◆ Tugas a: Tulis ulang baris-baris dalam daftar di bawah, mulai dari baris yang memuat "Reviewer note. Check that every instance of the blue" sampai akhir daftar, termasuk permintaannya. Geser setiap koordinat dalam jawaban dengan menambahkan 4 pada tiap angkanya, dan jangan sertakan baris lain.

Kumpulan Balada "Sang" untuk Sajian Pelajar
Sabtu, 30 Agustus 2014 12:18 WIB
Ketika peluncuran buku "Sang", di panggung terbuka di kompleks gedung Dewan Kesenian Kota Magelang, Jawa Tengah, sang siswi bernama Putri Vira Maharani itu, menyampaikan pujian tersebut.
Hadir pada kesempatan itu, antara lain kalangan pelajar, guru, dan beberapa kepala sekolah berasal dari sejumlah sekolah di kota setempat, Ketua Dewan Kesenian Kota Magelang Susilo Anggoro, Ketua Komunitas Lima Gunung Kabupaten Magelang Supadi Haryanto, para pegiat seni, dan penikmat sastra di daerah setempat.
"Saya sudah baca sekilas buku ini. Saya bangga jadi murid Bu Wicah," kata siswi kelas IX SMP Kristen Kota Magelang itu.
Wicahyanti Rejeki (39), lulusan Pendidikan Bahasa dan Sastra Indonesia Universitas Negeri Yogyakarta pada 2001, didukung para pegiat Dewan Kesenian Kota Magelang, Jumat (29/8) malam, meluncurkan kumpulan karya balada menjadi buku "Sang".

◆ Kumpulan Data:
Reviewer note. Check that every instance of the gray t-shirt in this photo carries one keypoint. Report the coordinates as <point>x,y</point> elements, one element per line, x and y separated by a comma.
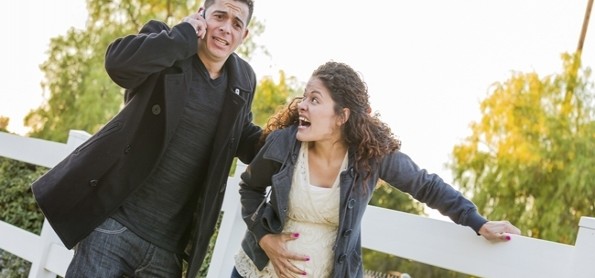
<point>161,210</point>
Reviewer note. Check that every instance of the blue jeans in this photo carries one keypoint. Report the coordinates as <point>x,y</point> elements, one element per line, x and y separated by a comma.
<point>111,250</point>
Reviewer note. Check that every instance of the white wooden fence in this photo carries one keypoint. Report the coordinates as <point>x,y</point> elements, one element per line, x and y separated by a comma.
<point>426,240</point>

◆ Tugas b: Sebutkan semua pihak yang disebut hadir pada peluncuran buku dalam berita tentang buku "Sang" di atas.

◆ Jawaban Akhir a:
Reviewer note. Check that every instance of the blue jeans in this photo carries one keypoint. Report the coordinates as <point>x,y</point> elements, one element per line, x and y separated by a comma.
<point>115,254</point>
Reviewer note. Check that every instance of the white wooden fence in this photo carries one keypoint. Report the coordinates as <point>x,y</point> elements, one element per line, x and y separated by a comma.
<point>430,244</point>

◆ Jawaban Akhir b:
- Kalangan pelajar
- Guru
- Beberapa kepala sekolah dari sejumlah sekolah di kota setempat
- Ketua Dewan Kesenian Kota Magelang Susilo Anggoro
- Ketua Komunitas Lima Gunung Kabupaten Magelang Supadi Haryanto
- Para pegiat seni
- Penikmat sastra di daerah setempat